Cel zadania a> Wypisz z opinii uczestniczki kursu wszystkie powody, dla których z wdzięcznością składa ukłon Luczisowi.

***** Tekst źródłowy

Jolanta
Uczestniczka kursu "Odzyskiwanie Kobiecej Mocy"
"Ja zapisując się na Warsztaty Odzyskiwania Kobiecej Mocy oczekiwałam, że nauczę się, co najwyżej, jazdy na rowerze a Luczis wsadził mnie do odrzutowca, dał ster do ręki, instrukcję obsługi i powiedział: "leć!".
Ogromna wiedza, którą otrzymałam na początku zmiażdżyła uświadamiając jak mało wiem, praktyki ukazują jak dużo jest do zrobienia, a rezultaty przechodzą moje najśmielsze wyobrażenia...
Z wdzięcznością składam ukłon Luczisowi, że Mu się chce, że ma cierpliwość i że niesamowitą wiedzę przekazuje w sposób zrozumiały i prosty.Błogosławię pieniądze, które zainwestowałam w te warsztaty, każda złotówka jest pomnożona tysiąckroć!

**********

Cel zadania b> Policz wiersze poniżej, w których występuje ciąg „deck”, uwzględniając wielkość liter. Podaj wyłącznie liczbę.

***** Wpisy danych

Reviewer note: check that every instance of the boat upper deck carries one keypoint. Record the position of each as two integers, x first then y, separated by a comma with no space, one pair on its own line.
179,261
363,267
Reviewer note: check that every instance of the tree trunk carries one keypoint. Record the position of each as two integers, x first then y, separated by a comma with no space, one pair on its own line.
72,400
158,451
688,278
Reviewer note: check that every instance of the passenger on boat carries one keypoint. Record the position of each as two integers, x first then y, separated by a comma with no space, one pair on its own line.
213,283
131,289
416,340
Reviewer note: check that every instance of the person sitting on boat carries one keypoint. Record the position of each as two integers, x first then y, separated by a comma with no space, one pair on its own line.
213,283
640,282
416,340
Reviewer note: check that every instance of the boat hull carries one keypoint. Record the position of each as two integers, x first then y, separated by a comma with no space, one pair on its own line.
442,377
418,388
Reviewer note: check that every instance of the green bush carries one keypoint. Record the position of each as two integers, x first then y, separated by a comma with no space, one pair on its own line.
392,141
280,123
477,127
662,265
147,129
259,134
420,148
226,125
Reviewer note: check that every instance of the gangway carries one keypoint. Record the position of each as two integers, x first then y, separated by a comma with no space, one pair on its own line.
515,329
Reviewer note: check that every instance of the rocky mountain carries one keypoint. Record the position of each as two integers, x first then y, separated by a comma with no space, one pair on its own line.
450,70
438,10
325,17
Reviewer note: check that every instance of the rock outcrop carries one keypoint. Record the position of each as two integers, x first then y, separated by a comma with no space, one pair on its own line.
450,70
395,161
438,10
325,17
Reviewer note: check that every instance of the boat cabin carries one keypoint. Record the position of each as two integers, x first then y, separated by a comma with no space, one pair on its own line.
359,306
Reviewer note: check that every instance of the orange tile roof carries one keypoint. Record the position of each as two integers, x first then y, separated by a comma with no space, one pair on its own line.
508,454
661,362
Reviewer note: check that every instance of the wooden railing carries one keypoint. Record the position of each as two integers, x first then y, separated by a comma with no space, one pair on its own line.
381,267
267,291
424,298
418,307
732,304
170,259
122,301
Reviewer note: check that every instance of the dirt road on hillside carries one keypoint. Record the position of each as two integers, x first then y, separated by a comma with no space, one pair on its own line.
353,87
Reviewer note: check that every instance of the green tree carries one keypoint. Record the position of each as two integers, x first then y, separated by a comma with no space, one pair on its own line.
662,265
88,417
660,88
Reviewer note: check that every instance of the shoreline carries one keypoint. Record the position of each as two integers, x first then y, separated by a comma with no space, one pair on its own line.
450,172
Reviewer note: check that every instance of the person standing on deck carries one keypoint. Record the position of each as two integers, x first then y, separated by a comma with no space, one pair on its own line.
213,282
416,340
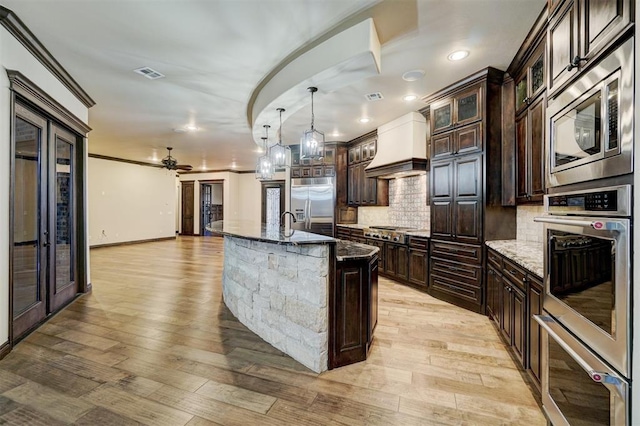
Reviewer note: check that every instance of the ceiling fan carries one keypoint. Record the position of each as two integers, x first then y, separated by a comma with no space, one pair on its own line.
170,163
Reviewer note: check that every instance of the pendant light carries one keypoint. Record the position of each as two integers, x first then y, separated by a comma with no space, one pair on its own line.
312,141
265,169
280,154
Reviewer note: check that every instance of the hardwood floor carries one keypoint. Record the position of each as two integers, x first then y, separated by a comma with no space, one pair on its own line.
154,344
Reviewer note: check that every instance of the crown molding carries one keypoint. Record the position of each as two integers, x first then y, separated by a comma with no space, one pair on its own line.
19,30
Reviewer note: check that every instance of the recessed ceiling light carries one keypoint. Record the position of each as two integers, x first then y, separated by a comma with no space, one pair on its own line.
148,72
413,75
458,55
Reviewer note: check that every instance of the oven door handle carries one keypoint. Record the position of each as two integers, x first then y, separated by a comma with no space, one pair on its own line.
598,225
610,381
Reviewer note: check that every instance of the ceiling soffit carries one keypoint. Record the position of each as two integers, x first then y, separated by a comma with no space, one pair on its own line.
349,56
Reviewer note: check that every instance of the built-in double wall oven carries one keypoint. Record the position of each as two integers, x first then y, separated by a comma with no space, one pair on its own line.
587,302
590,134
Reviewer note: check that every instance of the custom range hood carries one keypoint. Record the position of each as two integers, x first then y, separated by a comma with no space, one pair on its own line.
402,148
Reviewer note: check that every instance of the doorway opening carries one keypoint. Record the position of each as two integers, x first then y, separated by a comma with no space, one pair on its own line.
272,202
211,205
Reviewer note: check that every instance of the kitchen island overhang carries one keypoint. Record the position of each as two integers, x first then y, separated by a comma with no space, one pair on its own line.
282,286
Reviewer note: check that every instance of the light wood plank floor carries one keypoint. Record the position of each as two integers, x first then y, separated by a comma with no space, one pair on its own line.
154,344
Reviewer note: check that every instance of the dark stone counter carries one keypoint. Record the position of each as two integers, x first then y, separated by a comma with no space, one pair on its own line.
349,250
260,232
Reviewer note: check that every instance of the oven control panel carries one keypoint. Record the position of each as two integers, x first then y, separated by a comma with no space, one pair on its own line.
605,201
611,201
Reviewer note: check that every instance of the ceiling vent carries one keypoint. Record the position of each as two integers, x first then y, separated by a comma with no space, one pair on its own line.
374,96
150,73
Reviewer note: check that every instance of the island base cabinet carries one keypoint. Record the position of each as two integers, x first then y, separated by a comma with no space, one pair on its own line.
353,302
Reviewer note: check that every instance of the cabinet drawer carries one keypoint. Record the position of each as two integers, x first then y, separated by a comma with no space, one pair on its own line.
458,290
495,259
516,274
343,233
467,253
456,271
419,243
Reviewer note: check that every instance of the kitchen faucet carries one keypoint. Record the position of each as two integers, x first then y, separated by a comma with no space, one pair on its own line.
284,214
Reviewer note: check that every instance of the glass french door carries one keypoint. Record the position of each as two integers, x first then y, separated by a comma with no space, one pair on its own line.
43,200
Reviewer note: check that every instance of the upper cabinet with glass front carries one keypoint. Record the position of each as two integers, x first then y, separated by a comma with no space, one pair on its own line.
458,110
530,82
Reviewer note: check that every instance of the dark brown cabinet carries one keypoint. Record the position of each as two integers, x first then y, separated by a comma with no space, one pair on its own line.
307,168
530,168
534,298
463,108
418,269
354,307
563,44
463,141
466,187
396,260
456,199
514,296
583,29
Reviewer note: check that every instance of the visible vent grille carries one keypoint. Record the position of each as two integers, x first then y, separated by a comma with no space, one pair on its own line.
150,73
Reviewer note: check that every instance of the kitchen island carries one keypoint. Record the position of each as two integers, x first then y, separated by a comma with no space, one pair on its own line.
282,285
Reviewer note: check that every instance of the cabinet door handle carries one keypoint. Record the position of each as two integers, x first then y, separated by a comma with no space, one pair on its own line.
575,62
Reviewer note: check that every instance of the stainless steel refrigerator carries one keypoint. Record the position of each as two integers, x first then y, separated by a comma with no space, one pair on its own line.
313,204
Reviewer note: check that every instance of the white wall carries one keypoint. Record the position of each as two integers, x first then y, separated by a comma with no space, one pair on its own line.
129,202
14,56
241,192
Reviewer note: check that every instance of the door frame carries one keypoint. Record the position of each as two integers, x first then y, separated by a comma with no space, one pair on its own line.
183,185
263,197
209,182
30,96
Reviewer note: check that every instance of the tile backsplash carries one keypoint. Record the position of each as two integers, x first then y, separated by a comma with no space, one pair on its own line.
526,228
373,215
408,202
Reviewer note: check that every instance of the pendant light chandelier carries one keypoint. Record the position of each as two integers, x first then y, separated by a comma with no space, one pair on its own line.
280,154
265,169
312,141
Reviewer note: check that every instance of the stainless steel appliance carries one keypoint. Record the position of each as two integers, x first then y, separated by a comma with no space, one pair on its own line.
591,123
395,234
313,204
577,387
588,268
588,299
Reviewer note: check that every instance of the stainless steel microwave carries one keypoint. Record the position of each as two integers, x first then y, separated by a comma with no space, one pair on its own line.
590,134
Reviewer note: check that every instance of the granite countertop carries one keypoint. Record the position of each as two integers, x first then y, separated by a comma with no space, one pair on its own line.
352,225
527,254
348,250
261,232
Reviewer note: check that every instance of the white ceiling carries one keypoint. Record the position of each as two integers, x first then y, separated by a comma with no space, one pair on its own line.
215,54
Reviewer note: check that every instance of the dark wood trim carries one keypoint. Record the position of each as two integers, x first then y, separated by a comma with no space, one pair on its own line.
28,90
537,33
126,243
192,172
19,30
372,134
489,74
124,160
5,349
405,167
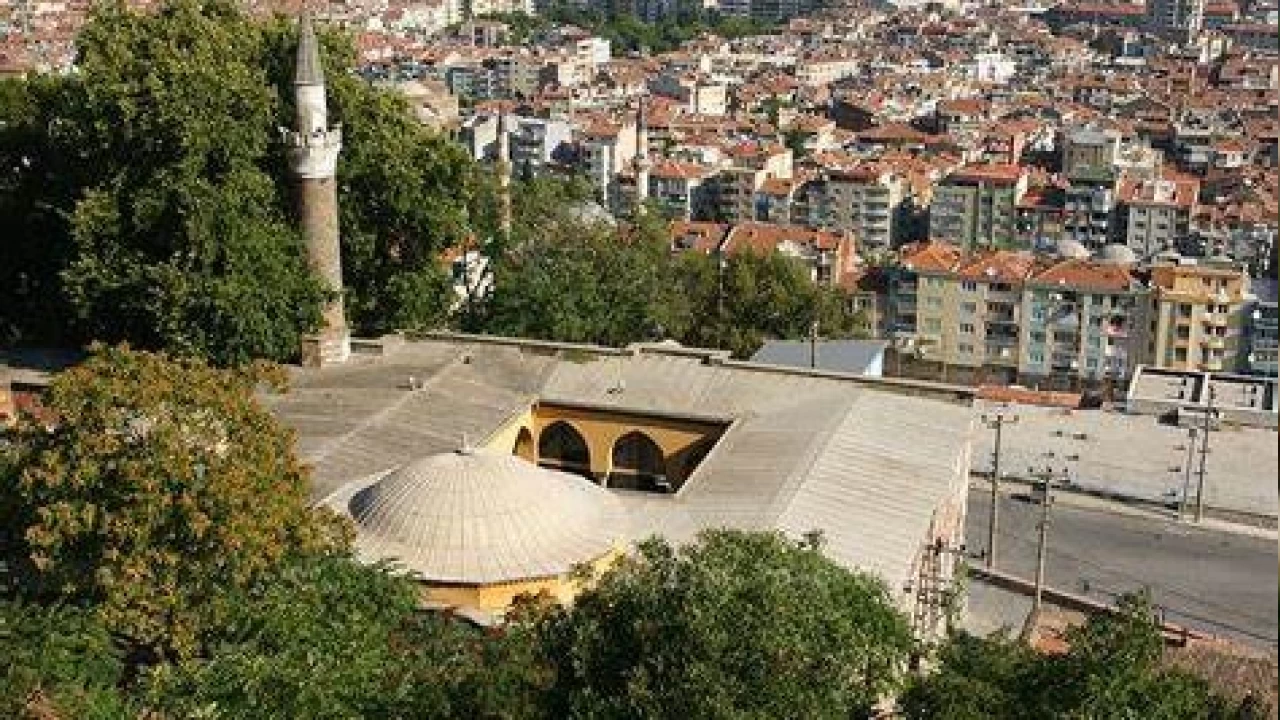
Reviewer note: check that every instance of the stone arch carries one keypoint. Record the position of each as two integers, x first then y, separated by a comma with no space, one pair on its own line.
638,464
562,447
525,446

**********

Wynik ćwiczenia a> że Mu się chce; że ma cierpliwość; że niesamowitą wiedzę przekazuje w sposób zrozumiały i prosty

Wynik ćwiczenia b> 2